## YOUR OBJECTIVE
Set out every line of the material below as a Markdown table with two columns, Number and Entry. Number each row and skip blank lines.
↓↓↓
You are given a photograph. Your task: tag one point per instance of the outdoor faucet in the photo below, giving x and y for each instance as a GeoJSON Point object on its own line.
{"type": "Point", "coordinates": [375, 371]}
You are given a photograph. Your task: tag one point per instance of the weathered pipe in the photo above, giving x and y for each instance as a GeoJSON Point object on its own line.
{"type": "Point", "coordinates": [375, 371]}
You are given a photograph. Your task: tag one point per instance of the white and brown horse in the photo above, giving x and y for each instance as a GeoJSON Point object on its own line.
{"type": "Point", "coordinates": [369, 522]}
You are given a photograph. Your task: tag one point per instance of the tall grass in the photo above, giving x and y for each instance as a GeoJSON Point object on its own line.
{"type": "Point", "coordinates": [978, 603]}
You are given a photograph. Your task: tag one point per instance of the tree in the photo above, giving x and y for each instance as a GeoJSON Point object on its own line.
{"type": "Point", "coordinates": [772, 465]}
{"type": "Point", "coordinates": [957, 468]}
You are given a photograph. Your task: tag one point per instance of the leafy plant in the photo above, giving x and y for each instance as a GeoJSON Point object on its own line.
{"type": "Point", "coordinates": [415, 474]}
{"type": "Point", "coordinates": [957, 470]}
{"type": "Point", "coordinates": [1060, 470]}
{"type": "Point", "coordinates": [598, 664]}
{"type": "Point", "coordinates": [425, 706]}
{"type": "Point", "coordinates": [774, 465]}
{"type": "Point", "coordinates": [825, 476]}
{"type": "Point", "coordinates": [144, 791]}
↑↑↑
## COMPLETED EXERCISE
| Number | Entry |
|---|---|
| 1 | You are given a photograph. Your task: tag one point per instance of the outdoor faucet in the photo below, giving x and y for each instance as a GeoJSON Point object on its own line. |
| 2 | {"type": "Point", "coordinates": [375, 371]} |
| 3 | You are given a photograph. Your task: tag one point per instance of the weathered pipe in the photo above, giving x and y for each instance as a GeoJSON Point object on its own line. |
| 4 | {"type": "Point", "coordinates": [375, 371]} |
| 5 | You are given a photograph. Your task: tag one point per instance of the white and brown horse in the photo above, giving x and y for each instance as a GeoJSON Point object on its own line. |
| 6 | {"type": "Point", "coordinates": [369, 522]} |
| 7 | You are given a photograph. Your task: tag one point per instance of the tall grass in the photo above, giving x and y for each instance as a GeoJSON Point object on its own line. |
| 8 | {"type": "Point", "coordinates": [978, 603]} |
| 9 | You are given a photograph. Your task: tag one point per instance of the tree in the photo above, giving x and y for each instance as a GeoJSON Point object on its own line. |
| 10 | {"type": "Point", "coordinates": [772, 465]} |
| 11 | {"type": "Point", "coordinates": [957, 468]} |
| 12 | You are given a photograph. Your task: tag one point per instance of the leafy plant in the photo above, giving x and y for each instance as a GeoJSON Point object on its own line. |
| 13 | {"type": "Point", "coordinates": [415, 474]} |
| 14 | {"type": "Point", "coordinates": [957, 470]} |
| 15 | {"type": "Point", "coordinates": [1060, 470]} |
| 16 | {"type": "Point", "coordinates": [598, 664]} |
| 17 | {"type": "Point", "coordinates": [425, 706]} |
| 18 | {"type": "Point", "coordinates": [774, 465]} |
| 19 | {"type": "Point", "coordinates": [825, 476]} |
| 20 | {"type": "Point", "coordinates": [144, 791]} |